§ **Problem to work on**:
Set the following entries down again exactly, line by line.

——————————

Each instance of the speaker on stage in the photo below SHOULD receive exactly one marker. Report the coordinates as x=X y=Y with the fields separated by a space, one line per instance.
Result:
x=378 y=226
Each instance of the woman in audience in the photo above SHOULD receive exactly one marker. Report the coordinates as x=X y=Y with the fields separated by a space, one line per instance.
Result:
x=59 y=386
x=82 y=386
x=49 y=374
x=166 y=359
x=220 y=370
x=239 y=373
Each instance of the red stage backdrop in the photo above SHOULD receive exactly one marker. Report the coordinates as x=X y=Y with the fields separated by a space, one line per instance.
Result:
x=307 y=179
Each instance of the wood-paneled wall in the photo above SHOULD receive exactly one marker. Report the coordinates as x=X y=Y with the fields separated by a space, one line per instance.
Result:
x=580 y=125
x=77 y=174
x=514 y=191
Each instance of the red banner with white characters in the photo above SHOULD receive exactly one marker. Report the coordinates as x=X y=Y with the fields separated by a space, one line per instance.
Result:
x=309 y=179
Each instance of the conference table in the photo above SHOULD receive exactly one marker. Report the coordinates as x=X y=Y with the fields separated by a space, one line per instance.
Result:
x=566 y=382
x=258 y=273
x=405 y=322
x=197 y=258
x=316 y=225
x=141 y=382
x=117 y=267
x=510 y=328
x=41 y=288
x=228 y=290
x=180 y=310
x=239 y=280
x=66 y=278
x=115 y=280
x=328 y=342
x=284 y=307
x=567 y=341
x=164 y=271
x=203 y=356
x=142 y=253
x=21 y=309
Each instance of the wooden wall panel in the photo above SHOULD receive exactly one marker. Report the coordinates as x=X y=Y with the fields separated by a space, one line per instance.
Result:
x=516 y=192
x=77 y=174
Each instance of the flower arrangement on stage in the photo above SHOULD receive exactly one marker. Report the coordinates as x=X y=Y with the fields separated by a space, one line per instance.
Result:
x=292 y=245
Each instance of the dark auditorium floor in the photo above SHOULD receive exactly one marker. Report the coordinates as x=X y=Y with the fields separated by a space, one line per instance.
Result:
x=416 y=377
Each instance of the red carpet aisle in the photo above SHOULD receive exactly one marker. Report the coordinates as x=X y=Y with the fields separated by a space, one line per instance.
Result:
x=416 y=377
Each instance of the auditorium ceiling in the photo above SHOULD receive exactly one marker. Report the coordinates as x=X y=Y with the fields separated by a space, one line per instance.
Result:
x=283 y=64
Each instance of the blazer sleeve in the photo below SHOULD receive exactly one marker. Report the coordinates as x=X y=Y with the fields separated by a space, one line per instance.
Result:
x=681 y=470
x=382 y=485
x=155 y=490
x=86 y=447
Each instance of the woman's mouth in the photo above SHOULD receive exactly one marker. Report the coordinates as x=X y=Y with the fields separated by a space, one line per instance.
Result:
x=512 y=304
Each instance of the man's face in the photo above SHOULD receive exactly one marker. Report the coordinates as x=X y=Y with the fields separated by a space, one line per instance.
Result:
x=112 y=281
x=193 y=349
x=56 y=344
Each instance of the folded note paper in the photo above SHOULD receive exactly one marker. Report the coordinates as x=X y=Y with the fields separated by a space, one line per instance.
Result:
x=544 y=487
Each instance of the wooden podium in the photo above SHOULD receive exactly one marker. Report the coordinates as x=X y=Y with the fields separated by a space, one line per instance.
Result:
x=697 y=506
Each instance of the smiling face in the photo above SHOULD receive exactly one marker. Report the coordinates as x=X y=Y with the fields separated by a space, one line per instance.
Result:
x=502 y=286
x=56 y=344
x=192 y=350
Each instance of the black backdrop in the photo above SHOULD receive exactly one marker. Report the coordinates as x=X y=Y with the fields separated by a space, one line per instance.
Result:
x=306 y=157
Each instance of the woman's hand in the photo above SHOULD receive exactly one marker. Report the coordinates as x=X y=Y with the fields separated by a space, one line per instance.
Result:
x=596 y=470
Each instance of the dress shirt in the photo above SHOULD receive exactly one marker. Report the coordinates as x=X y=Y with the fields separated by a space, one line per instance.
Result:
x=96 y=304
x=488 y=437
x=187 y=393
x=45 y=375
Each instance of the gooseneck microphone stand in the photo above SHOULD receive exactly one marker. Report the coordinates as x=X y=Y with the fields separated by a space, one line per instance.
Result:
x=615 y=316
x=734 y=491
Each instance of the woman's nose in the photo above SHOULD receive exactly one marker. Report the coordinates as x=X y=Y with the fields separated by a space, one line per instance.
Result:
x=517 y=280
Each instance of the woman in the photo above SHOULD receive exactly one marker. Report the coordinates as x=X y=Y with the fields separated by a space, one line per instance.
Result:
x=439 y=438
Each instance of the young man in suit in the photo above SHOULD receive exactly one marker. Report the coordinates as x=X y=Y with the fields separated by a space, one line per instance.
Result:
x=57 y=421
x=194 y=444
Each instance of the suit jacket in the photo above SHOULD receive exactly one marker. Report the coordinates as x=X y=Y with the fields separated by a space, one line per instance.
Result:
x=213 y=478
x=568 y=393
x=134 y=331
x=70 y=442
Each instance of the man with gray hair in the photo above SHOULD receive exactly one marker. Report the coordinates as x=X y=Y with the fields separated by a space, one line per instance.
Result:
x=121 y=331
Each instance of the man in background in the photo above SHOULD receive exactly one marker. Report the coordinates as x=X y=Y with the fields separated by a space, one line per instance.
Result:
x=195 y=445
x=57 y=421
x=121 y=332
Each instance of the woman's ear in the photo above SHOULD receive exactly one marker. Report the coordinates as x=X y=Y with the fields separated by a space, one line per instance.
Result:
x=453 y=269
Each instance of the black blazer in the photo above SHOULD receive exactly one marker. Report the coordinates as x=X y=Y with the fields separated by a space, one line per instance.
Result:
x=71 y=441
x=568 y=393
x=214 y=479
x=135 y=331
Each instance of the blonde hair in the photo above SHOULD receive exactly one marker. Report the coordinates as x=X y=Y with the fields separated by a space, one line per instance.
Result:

——————————

§ **Output of the exercise**:
Each instance of the speaker on stage in the photo below SHOULD receive exactly one marker. Report the coordinates as x=X y=Y with the fields separated by a space, one line per instance.
Result:
x=378 y=226
Each instance of the woman in audience in the photo above SHOULD receive exactly one marker. Report the coordinates as x=X y=Y with the fields separated by a space, one line per instance.
Result:
x=59 y=386
x=82 y=386
x=49 y=374
x=166 y=359
x=220 y=370
x=239 y=373
Each instance of the red stage backdrop in the photo above SHOULD receive exactly one marker. Report the coordinates as x=X y=Y with the fields separated by a space, one line per instance.
Result:
x=307 y=179
Each instance of the wood-paneled wall in the photo above SHOULD receive exactly one marker. Report the coordinates as x=X y=Y with the fields separated by a space, one line per instance.
Result:
x=580 y=125
x=77 y=174
x=514 y=191
Each instance of the red banner with white characters in the photo above SHOULD receive exactly one marker. Report the coordinates as x=X y=Y with the fields separated by a space, one line per instance.
Result:
x=309 y=179
Each instance of the conference table in the photo above SHOULD receive exactly one marker. Report the coordinates as x=X y=Y with the fields separated by a space, one line per instance.
Result:
x=566 y=382
x=258 y=273
x=405 y=322
x=197 y=258
x=316 y=225
x=141 y=382
x=117 y=267
x=510 y=328
x=41 y=288
x=228 y=290
x=180 y=310
x=239 y=280
x=66 y=278
x=115 y=280
x=328 y=342
x=284 y=307
x=567 y=341
x=164 y=271
x=203 y=356
x=142 y=253
x=21 y=309
Each instance of the wooden wall panel in the photo above SHOULD receive exactly one marker. Report the coordinates as x=X y=Y with the fields separated by a space, one line per instance.
Result:
x=516 y=192
x=77 y=174
Each instance of the flower arrangement on stage in the photo above SHOULD receive exactly one marker. Report the coordinates as x=X y=Y with the fields separated by a space, one line per instance.
Result:
x=292 y=245
Each instance of the dark auditorium floor in the photo above SHOULD receive exactly one marker. Report the coordinates as x=X y=Y with the fields separated by a space, one line per instance.
Result:
x=416 y=377
Each instance of the red carpet aisle in the photo above SHOULD receive exactly one marker. Report the coordinates as x=X y=Y with the fields separated by a space, one line per instance.
Result:
x=416 y=377
Each instance of the auditorium ceiling in the photo above SHOULD receive exactly one marker. Report the coordinates as x=X y=Y with the fields separated by a space, one line per instance.
Result:
x=283 y=64
Each instance of the blazer sleeve in the photo below SHOULD receive exactly one marker. Report the coordinates as x=X y=Y with the fields separated by a space, one line per instance.
Result:
x=681 y=470
x=382 y=485
x=155 y=490
x=86 y=447
Each instance of the woman's mouth in the photo above SHOULD receive exactly one marker. Report the coordinates as x=X y=Y with the fields separated by a space, one line per instance.
Result:
x=512 y=304
Each instance of the man's face in the photo above SHOULD receive exactly one marker. Report the coordinates as x=X y=Y with the fields separated by a space, one line per instance.
Result:
x=112 y=281
x=193 y=349
x=56 y=344
Each instance of the folded note paper in the photo above SHOULD receive exactly one marker. Report the coordinates as x=X y=Y with the fields separated by a space, one line per instance.
Result:
x=544 y=487
Each instance of the wooden podium in the photo above SHOULD receive exactly one marker. Report the coordinates as x=X y=Y with the fields separated by a space, one line per instance.
Result:
x=697 y=506
Each instance of the smiling face in the photo above SHOULD receive exactly one marker. Report the coordinates as x=X y=Y with the fields separated by a space, one line per instance.
Result:
x=502 y=286
x=56 y=344
x=192 y=350
Each instance of the black backdrop in the photo above SHOULD receive exactly one marker. Report the coordinates as x=X y=Y with the fields separated by a space, one line per instance.
Result:
x=306 y=157
Each instance of the woman's hand in the photo above SHOULD receive exactly one marker. Report the coordinates as x=X y=Y with the fields separated by a space, one line per instance.
Result:
x=596 y=470
Each instance of the dress shirt in the photo above SHOULD receive exactly one marker. Report the coordinates as x=X y=Y with the fields separated by a space, one line per instance.
Result:
x=96 y=304
x=488 y=437
x=187 y=393
x=45 y=375
Each instance of the gooseneck microphone stand in the photo above SHOULD receive exactly one marker. Report the coordinates as x=X y=Y with the fields separated by a space, one line per instance.
Result:
x=615 y=316
x=734 y=491
Each instance of the woman's nose in the photo above SHOULD receive exactly one marker. Report the coordinates as x=X y=Y with the fields separated by a space, one line per instance.
Result:
x=517 y=280
Each instance of the woman in the photo above SHOULD receive exactly one marker. Report the coordinates as x=X y=Y with the fields separated by a space, one line per instance.
Result:
x=439 y=438
Each instance of the young man in suit in the photo above SHOULD receive exactly one marker. Report the coordinates as x=X y=Y with the fields separated by a space, one line per instance.
Result:
x=57 y=421
x=194 y=444
Each instance of the suit jacket in the photo above SHOULD receive exactly one marker. Report the coordinates as x=X y=Y with the fields separated by a space, one line per instance.
Result:
x=213 y=478
x=568 y=393
x=134 y=331
x=70 y=442
Each instance of the man with gray hair in the photo above SHOULD receive exactly one marker. Report the coordinates as x=X y=Y with the fields separated by a space, one line per instance.
Result:
x=121 y=331
Each instance of the man in background in the photo above SHOULD receive exactly one marker. Report the coordinates as x=X y=Y with the fields separated by a space, one line per instance.
Result:
x=195 y=445
x=57 y=421
x=121 y=332
Each instance of the woman's ear in the photo above SHOULD receive exactly one marker. Report the coordinates as x=X y=Y with the fields separated by a space, one line per instance.
Result:
x=453 y=269
Each instance of the black blazer in the photo above SHOULD receive exactly one marker. Report the coordinates as x=X y=Y with the fields separated by a space, one line per instance.
Result:
x=71 y=441
x=568 y=393
x=214 y=479
x=135 y=331
Each instance of the blonde hair in the photo above SHOULD receive exactly one marker. Report the coordinates as x=X y=Y with the fields separated by a space, one line per instance.
Result:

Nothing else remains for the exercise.